The semiconductor laser source 32 and the polarization beam splitter PBS are positioned so that S-polarized light of the modulated laser beam emitted by the semiconductor laser source 32 is reflected by the polarization beam splitter PBS. A collimating lens 51 for collimating the laser beam emitted from the semiconductor laser source 32 is positioned on the optical axis 32 X of the semiconductor laser source 32 . A condenser lens 52 for focusing the receiving parallel beam on the light receiving element 36 and a band-pass filter 54 are positioned on the optical axis 36 X of the light receiving element 36 . A condenser lens 53 for focusing the receiving parallel beam on the light receiving element 37 and a band-pass filter 55 are positioned on the optical axis 37 X of the position detecting sensor 37 . The incident surfaces 72 and 73 of the auxiliary prism 70 extend perpendicular to the optical axis 36 X and the optical axis 32 X, respectively, while the incident surfaces 82 and 83 of the auxiliary prism 80 extend perpendicular to the optical axis 37 X and the optical axis 36 X, respectively. In the first embodiment according to the second aspect of the present invention, the optical axis 32 X of the semiconductor laser source 32 , the optical axis 36 X of the light receiving element 36 and the optical axis 37 X of the position detecting sensor 37 all lie on a common plane which is coincident with a plane which includes the optical axis 10 X of the first afocal optical system 10 and the optical axis 40 X of the second afocal optical system 40 .

** CHALLENGE **
Please say whether each statement below agrees with the laser optics passage, answering yes or no and quoting the deciding words from the passage. 1. The collimating lens 51 is positioned on the optical axis 32 X of the semiconductor laser source 32. 2. P-polarized light of the laser beam from the semiconductor laser source 32 is reflected by the polarization beam splitter PBS. 3. The incident surface 73 of the auxiliary prism 70 extends perpendicular to the optical axis 32 X.

** MATERIAL **
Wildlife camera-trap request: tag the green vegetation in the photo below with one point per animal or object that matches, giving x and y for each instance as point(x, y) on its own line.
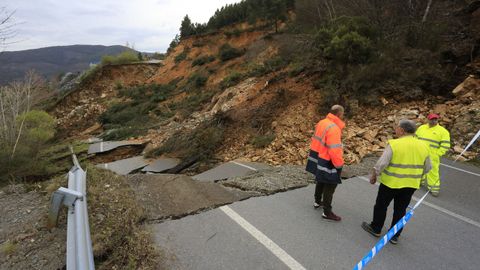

** SOLUTION TO THE PROBLEM **
1. Yes: "A collimating lens 51 for collimating the laser beam emitted from the semiconductor laser source 32 is positioned on the optical axis 32 X of the semiconductor laser source 32"
2. No: "S-polarized light of the modulated laser beam emitted by the semiconductor laser source 32 is reflected by the polarization beam splitter PBS"
3. Yes: "The incident surfaces 72 and 73 of the auxiliary prism 70 extend perpendicular to the optical axis 36 X and the optical axis 32 X, respectively"